● **PROBLEM TO SOLVE**: The expected output is the complete listing, unchanged.

● **PROVIDED RECORDS**:
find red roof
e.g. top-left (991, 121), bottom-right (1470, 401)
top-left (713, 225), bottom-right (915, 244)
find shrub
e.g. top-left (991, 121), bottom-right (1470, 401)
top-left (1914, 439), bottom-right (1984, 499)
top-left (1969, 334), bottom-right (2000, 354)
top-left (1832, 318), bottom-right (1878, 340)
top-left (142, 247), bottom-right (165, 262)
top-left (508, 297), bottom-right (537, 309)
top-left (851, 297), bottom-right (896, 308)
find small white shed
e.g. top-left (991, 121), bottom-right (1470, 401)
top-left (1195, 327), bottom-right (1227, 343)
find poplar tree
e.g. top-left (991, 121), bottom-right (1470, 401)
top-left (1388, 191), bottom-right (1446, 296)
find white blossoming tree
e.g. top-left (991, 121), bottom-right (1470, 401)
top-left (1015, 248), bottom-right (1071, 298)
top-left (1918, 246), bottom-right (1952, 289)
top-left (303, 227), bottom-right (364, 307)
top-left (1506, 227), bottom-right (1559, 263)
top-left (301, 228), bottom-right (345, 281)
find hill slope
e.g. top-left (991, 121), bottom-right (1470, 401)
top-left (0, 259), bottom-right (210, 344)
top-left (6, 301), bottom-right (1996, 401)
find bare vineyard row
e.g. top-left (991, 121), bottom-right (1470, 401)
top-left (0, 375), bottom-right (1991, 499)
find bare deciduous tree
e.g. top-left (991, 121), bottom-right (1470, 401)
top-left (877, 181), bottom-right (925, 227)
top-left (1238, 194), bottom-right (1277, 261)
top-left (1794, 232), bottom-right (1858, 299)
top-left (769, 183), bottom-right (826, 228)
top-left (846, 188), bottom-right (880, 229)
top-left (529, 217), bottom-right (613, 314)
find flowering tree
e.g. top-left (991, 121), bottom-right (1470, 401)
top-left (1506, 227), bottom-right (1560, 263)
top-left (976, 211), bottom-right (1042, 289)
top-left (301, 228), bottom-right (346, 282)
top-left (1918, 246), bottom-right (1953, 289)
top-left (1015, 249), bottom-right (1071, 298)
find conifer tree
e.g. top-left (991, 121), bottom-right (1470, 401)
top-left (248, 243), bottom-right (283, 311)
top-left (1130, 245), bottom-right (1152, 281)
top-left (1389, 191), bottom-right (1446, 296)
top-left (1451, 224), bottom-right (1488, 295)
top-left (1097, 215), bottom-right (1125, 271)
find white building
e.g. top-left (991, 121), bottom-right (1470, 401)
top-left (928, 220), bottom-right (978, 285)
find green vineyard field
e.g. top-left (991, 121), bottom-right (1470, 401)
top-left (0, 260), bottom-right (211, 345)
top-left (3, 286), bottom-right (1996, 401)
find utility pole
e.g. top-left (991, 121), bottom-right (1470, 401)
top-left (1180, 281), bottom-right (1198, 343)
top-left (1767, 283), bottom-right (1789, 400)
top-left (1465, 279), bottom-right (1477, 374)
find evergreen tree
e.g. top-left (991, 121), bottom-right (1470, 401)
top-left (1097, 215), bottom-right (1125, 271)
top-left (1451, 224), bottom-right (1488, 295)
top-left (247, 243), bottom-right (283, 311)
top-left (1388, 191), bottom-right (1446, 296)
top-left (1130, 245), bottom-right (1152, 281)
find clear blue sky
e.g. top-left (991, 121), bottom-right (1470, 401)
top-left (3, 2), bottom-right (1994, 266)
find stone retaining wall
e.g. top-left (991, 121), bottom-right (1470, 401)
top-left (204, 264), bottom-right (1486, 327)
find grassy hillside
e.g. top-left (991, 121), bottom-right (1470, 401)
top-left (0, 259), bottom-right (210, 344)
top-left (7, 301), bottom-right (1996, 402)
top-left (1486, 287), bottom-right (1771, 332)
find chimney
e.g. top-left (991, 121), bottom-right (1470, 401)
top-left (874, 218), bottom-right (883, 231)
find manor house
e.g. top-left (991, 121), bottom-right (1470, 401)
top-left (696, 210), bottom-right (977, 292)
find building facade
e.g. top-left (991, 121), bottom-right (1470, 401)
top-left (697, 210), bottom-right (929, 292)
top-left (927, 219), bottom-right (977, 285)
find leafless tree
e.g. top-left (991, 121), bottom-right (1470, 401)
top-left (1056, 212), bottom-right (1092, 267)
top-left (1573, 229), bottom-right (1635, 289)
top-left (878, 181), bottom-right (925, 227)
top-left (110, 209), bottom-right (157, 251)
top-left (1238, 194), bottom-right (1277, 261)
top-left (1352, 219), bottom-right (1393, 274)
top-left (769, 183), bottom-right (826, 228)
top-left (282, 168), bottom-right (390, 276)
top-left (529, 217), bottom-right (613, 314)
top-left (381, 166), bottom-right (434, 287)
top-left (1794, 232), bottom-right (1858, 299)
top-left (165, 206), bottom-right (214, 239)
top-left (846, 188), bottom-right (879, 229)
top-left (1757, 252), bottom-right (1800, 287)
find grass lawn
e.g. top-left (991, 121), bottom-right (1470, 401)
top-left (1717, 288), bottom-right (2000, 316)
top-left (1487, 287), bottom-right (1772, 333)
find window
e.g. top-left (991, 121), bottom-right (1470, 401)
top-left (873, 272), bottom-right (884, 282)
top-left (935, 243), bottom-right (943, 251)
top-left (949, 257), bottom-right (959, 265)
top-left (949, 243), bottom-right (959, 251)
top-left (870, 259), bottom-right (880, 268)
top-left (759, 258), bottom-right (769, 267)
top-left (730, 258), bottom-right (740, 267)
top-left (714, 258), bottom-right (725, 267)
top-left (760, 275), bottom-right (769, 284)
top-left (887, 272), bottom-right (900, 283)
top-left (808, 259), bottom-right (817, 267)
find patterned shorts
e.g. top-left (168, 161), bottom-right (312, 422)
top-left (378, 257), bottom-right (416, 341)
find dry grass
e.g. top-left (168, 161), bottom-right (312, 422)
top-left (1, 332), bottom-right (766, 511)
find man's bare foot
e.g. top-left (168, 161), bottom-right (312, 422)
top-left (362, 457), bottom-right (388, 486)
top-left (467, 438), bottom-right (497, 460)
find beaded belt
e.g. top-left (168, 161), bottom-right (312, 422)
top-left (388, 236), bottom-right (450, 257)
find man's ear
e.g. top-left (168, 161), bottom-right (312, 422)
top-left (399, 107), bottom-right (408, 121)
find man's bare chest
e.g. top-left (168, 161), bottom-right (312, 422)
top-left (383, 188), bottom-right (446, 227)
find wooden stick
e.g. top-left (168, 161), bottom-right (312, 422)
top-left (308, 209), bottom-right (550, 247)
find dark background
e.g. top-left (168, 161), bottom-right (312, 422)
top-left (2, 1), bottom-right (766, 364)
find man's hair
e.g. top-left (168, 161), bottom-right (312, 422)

● **ANSWER BOX**:
find red roof
e.g. top-left (991, 121), bottom-right (1470, 401)
top-left (713, 225), bottom-right (915, 244)
find shrub
e.g. top-left (991, 121), bottom-right (1470, 401)
top-left (1914, 439), bottom-right (1984, 499)
top-left (1969, 334), bottom-right (2000, 354)
top-left (1832, 318), bottom-right (1878, 340)
top-left (142, 247), bottom-right (165, 262)
top-left (508, 297), bottom-right (537, 309)
top-left (851, 297), bottom-right (896, 308)
find small white shed
e.g. top-left (991, 121), bottom-right (1470, 401)
top-left (1195, 327), bottom-right (1227, 343)
find poplar tree
e.g. top-left (991, 121), bottom-right (1470, 401)
top-left (1388, 191), bottom-right (1446, 296)
find white blossoming tree
e.g. top-left (991, 121), bottom-right (1470, 401)
top-left (1015, 248), bottom-right (1071, 298)
top-left (1918, 246), bottom-right (1952, 289)
top-left (303, 227), bottom-right (364, 307)
top-left (1506, 227), bottom-right (1559, 263)
top-left (301, 228), bottom-right (345, 281)
find hill slope
e.g. top-left (991, 121), bottom-right (1470, 401)
top-left (0, 259), bottom-right (210, 344)
top-left (6, 301), bottom-right (1996, 401)
find bare vineyard row
e.g. top-left (991, 121), bottom-right (1470, 401)
top-left (0, 375), bottom-right (1991, 499)
find bare deciduous tree
e.g. top-left (991, 121), bottom-right (1470, 401)
top-left (877, 181), bottom-right (925, 227)
top-left (1238, 194), bottom-right (1277, 261)
top-left (1794, 232), bottom-right (1858, 299)
top-left (769, 183), bottom-right (826, 228)
top-left (846, 188), bottom-right (880, 229)
top-left (529, 217), bottom-right (613, 314)
find flowering tree
e.g. top-left (991, 121), bottom-right (1470, 401)
top-left (1506, 227), bottom-right (1560, 263)
top-left (976, 211), bottom-right (1042, 289)
top-left (301, 228), bottom-right (346, 282)
top-left (1918, 246), bottom-right (1953, 289)
top-left (1015, 249), bottom-right (1071, 298)
find conifer tree
e.g. top-left (991, 121), bottom-right (1470, 401)
top-left (248, 243), bottom-right (283, 311)
top-left (1130, 245), bottom-right (1152, 281)
top-left (1389, 191), bottom-right (1446, 296)
top-left (1451, 224), bottom-right (1488, 295)
top-left (1097, 215), bottom-right (1125, 271)
find white building
e.g. top-left (991, 121), bottom-right (1470, 401)
top-left (928, 220), bottom-right (978, 285)
find green vineyard field
e.g. top-left (991, 121), bottom-right (1470, 401)
top-left (0, 260), bottom-right (211, 345)
top-left (3, 286), bottom-right (1996, 401)
find utility pole
e.g. top-left (991, 121), bottom-right (1470, 401)
top-left (1180, 281), bottom-right (1198, 343)
top-left (1767, 283), bottom-right (1789, 400)
top-left (1465, 279), bottom-right (1477, 374)
find evergreen tree
e.g. top-left (991, 121), bottom-right (1470, 401)
top-left (1097, 215), bottom-right (1125, 271)
top-left (1451, 224), bottom-right (1488, 295)
top-left (247, 243), bottom-right (283, 311)
top-left (1388, 191), bottom-right (1446, 296)
top-left (1130, 245), bottom-right (1152, 281)
find clear blue sky
e.g. top-left (991, 121), bottom-right (1470, 401)
top-left (3, 2), bottom-right (1994, 266)
find stone retaining wall
e.g. top-left (991, 121), bottom-right (1470, 401)
top-left (204, 264), bottom-right (1486, 327)
find grassy hillside
e.g. top-left (991, 121), bottom-right (1470, 401)
top-left (0, 259), bottom-right (210, 344)
top-left (7, 301), bottom-right (1996, 402)
top-left (1486, 287), bottom-right (1771, 332)
find chimney
e.g. top-left (991, 121), bottom-right (1470, 401)
top-left (874, 218), bottom-right (883, 231)
find manor house
e.g. top-left (991, 121), bottom-right (1470, 401)
top-left (696, 210), bottom-right (977, 292)
find building facade
e.g. top-left (991, 121), bottom-right (1470, 401)
top-left (697, 210), bottom-right (929, 292)
top-left (927, 219), bottom-right (977, 285)
find leafless tree
e.g. top-left (991, 121), bottom-right (1470, 401)
top-left (1056, 212), bottom-right (1092, 267)
top-left (1573, 229), bottom-right (1635, 289)
top-left (878, 181), bottom-right (925, 227)
top-left (110, 209), bottom-right (157, 251)
top-left (1238, 194), bottom-right (1277, 261)
top-left (1352, 219), bottom-right (1393, 274)
top-left (769, 183), bottom-right (826, 228)
top-left (282, 168), bottom-right (390, 276)
top-left (529, 217), bottom-right (613, 314)
top-left (381, 166), bottom-right (434, 287)
top-left (1794, 232), bottom-right (1858, 299)
top-left (165, 206), bottom-right (214, 239)
top-left (846, 188), bottom-right (879, 229)
top-left (1757, 252), bottom-right (1800, 287)
find grass lawn
e.g. top-left (991, 121), bottom-right (1470, 401)
top-left (1717, 288), bottom-right (2000, 316)
top-left (1487, 287), bottom-right (1772, 333)
find window
e.g. top-left (991, 121), bottom-right (1470, 401)
top-left (873, 272), bottom-right (884, 282)
top-left (935, 243), bottom-right (943, 251)
top-left (949, 257), bottom-right (959, 265)
top-left (949, 243), bottom-right (959, 251)
top-left (870, 259), bottom-right (880, 268)
top-left (759, 258), bottom-right (769, 267)
top-left (730, 258), bottom-right (740, 267)
top-left (714, 258), bottom-right (725, 267)
top-left (760, 275), bottom-right (769, 284)
top-left (887, 272), bottom-right (900, 283)
top-left (808, 259), bottom-right (817, 267)
find patterned shorts
e.g. top-left (168, 161), bottom-right (312, 422)
top-left (378, 257), bottom-right (416, 341)
find dry grass
e.g. top-left (168, 161), bottom-right (312, 422)
top-left (1, 332), bottom-right (766, 511)
find man's bare foot
e.g. top-left (168, 161), bottom-right (312, 422)
top-left (362, 457), bottom-right (388, 486)
top-left (467, 438), bottom-right (497, 460)
find beaded belt
e.g. top-left (168, 161), bottom-right (312, 422)
top-left (388, 236), bottom-right (450, 257)
find man's ear
e.g. top-left (168, 161), bottom-right (312, 422)
top-left (399, 107), bottom-right (408, 121)
find man's bare chest
e.g. top-left (168, 161), bottom-right (312, 422)
top-left (383, 188), bottom-right (446, 227)
find wooden stick
e.g. top-left (168, 161), bottom-right (312, 422)
top-left (308, 209), bottom-right (550, 247)
find dark background
e.g. top-left (168, 161), bottom-right (312, 422)
top-left (2, 1), bottom-right (766, 364)
find man's hair
e.g. top-left (168, 161), bottom-right (312, 422)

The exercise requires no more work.